What is needed:
Answer these from the page on clinical classification mapping:
(a) Under what license is the page published?
(b) What term do the authors use for variation in the code descriptions used for the same clinical condition in different versions?
(c) What DOI is listed?
[[ Document segment, beginning ]]
Managing Data Uncertainty in Automatic Mapping of Clinical Classification Systems

Santosh Purja Pun, Oliver Obst, Jim Basilakis, Jeewani Anupama Ginige

Published: 01 Jan 2025, Last Modified: 08 Feb 2026CrossrefEveryoneRevisionsCC BY-SA 4.0

Abstract: Mapping clinical classification systems, like the International Classification of Disease (ICD) across different versions and other external clinical classifications systems, is challenging and often done manually by trained professionals. Among others, variation in the code descriptions to describe the same clinical condition in different versions poses a unique challenge to implementing automated mapping systems. We call this data uncertainty. Existing lexical-based methods attempt to solve this problem by generating alternative terms using synonyms. This work addresses the data uncertainty by learning a probabilistic embedding for each code description using similar terms and paraphrases. A valid code pair must exhibit proximity in the embedding space and have a comparable distribution. Additionally, we propose a new evaluation metric that considers the hierarchical structure of ICD to evaluate the performance of an automated mapping system. We demonstrate the effectiveness of our approach by mapping ICD-9-CM (Clinical Modification) and ICD-10-CM, ICD-10-AM (Australian Modification) and ICD-11 in both directions. The source code will be available at: https://github.com/Xujan24/wt-KL

External IDs:doi:10.1007/978-981-96-8298-0_23
[[ Document segment, end ]]
[[ Supplied records, beginning ]]
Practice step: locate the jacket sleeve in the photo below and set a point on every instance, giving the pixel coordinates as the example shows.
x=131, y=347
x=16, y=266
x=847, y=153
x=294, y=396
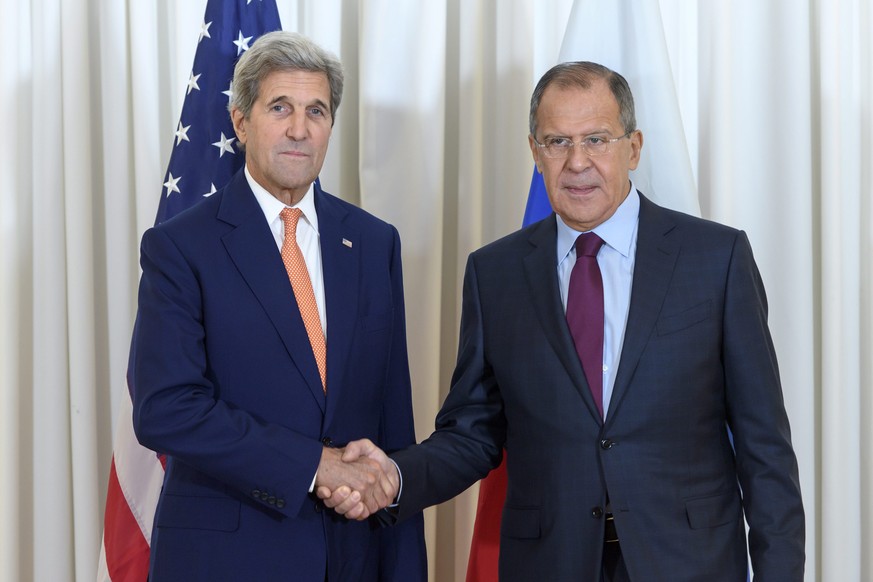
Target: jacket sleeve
x=766, y=463
x=471, y=426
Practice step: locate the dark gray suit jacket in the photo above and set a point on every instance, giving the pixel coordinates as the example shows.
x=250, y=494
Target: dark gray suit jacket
x=697, y=357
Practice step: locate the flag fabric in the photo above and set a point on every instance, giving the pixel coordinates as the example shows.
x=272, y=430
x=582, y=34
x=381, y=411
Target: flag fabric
x=204, y=157
x=628, y=37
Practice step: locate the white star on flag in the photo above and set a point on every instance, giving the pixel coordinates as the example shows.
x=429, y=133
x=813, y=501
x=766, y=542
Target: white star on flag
x=224, y=145
x=242, y=43
x=182, y=133
x=192, y=82
x=204, y=31
x=171, y=186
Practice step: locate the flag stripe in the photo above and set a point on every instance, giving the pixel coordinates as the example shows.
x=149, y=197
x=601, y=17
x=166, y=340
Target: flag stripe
x=127, y=551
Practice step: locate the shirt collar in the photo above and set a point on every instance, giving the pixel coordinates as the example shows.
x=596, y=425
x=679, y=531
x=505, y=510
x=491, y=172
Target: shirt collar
x=617, y=231
x=271, y=206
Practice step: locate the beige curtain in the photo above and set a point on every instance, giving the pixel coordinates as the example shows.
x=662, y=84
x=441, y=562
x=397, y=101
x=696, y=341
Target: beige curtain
x=776, y=98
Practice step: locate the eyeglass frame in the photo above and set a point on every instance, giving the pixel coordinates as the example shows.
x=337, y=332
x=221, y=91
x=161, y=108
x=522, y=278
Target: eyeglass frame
x=581, y=143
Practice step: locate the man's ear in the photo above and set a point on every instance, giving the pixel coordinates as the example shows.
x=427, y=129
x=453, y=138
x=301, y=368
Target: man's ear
x=636, y=147
x=239, y=126
x=535, y=152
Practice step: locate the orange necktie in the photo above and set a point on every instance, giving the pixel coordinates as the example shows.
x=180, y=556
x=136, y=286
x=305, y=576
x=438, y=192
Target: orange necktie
x=302, y=286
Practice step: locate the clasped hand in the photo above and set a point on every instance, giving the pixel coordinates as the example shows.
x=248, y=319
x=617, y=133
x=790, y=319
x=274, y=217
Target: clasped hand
x=356, y=481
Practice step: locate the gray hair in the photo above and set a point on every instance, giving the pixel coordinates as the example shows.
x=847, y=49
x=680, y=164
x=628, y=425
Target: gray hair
x=583, y=74
x=282, y=51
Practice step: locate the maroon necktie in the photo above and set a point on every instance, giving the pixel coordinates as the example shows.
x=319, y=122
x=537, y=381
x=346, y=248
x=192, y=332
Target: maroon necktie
x=585, y=312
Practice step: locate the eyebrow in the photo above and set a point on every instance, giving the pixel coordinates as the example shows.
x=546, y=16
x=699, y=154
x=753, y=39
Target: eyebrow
x=317, y=102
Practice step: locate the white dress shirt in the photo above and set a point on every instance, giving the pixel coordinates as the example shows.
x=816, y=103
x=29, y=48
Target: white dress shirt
x=616, y=261
x=307, y=237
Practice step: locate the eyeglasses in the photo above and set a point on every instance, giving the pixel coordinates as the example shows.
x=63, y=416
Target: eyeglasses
x=592, y=145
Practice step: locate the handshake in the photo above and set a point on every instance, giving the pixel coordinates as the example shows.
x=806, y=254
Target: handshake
x=356, y=481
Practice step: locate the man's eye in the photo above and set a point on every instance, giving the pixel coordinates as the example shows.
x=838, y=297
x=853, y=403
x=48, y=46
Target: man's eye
x=559, y=142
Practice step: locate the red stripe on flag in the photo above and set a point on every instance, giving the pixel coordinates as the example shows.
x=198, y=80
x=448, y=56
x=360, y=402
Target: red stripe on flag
x=127, y=551
x=485, y=547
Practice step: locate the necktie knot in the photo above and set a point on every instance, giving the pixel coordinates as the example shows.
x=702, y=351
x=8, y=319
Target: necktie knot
x=588, y=244
x=290, y=217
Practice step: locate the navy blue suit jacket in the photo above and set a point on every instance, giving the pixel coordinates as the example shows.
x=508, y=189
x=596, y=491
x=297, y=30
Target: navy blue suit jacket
x=225, y=384
x=697, y=357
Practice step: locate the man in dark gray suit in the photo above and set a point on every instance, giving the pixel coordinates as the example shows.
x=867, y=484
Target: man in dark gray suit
x=613, y=412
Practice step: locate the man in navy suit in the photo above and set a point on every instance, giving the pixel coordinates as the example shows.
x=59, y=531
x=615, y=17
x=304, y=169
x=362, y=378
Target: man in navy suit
x=638, y=480
x=227, y=381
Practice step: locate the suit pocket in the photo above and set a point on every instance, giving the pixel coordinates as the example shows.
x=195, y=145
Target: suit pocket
x=521, y=524
x=377, y=321
x=673, y=323
x=713, y=511
x=207, y=513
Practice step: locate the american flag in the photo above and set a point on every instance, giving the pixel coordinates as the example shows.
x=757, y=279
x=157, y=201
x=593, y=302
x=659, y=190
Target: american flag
x=204, y=157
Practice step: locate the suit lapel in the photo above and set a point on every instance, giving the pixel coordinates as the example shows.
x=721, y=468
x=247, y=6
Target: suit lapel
x=540, y=267
x=340, y=260
x=253, y=250
x=656, y=256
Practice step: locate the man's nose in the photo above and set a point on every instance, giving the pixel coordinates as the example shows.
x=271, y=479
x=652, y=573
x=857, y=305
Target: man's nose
x=577, y=159
x=296, y=128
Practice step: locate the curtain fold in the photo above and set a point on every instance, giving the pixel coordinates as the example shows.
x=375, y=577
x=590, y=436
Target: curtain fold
x=776, y=99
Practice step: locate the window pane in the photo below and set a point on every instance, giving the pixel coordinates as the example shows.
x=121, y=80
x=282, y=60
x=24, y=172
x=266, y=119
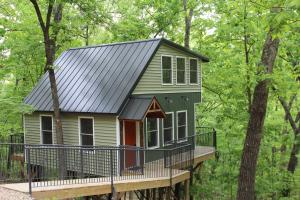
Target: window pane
x=168, y=121
x=87, y=140
x=86, y=126
x=180, y=64
x=180, y=76
x=193, y=77
x=46, y=123
x=182, y=119
x=193, y=71
x=152, y=132
x=167, y=135
x=167, y=69
x=193, y=64
x=168, y=127
x=47, y=137
x=180, y=70
x=151, y=124
x=152, y=139
x=181, y=132
x=166, y=62
x=167, y=77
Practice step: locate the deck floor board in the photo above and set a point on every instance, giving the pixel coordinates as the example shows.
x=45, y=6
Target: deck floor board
x=97, y=186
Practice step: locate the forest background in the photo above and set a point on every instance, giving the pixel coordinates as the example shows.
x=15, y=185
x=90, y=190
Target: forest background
x=230, y=32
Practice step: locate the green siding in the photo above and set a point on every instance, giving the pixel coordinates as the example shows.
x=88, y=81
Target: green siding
x=104, y=127
x=151, y=80
x=179, y=103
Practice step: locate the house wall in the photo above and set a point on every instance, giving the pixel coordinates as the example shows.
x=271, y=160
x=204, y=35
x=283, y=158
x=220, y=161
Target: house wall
x=104, y=128
x=151, y=80
x=173, y=102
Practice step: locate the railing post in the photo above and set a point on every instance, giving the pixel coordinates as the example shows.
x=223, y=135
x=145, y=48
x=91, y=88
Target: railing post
x=81, y=163
x=111, y=173
x=170, y=165
x=27, y=152
x=214, y=138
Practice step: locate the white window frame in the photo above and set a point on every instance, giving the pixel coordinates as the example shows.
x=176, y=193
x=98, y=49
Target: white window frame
x=157, y=146
x=185, y=71
x=190, y=71
x=161, y=70
x=79, y=128
x=163, y=132
x=41, y=131
x=186, y=126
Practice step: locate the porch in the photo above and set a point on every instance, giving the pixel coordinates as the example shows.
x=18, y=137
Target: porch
x=86, y=171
[[ Supplied records, end ]]
Worked solution:
(a) CC BY-SA 4.0
(b) Data uncertainty
(c) 10.1007/978-981-96-8298-0_23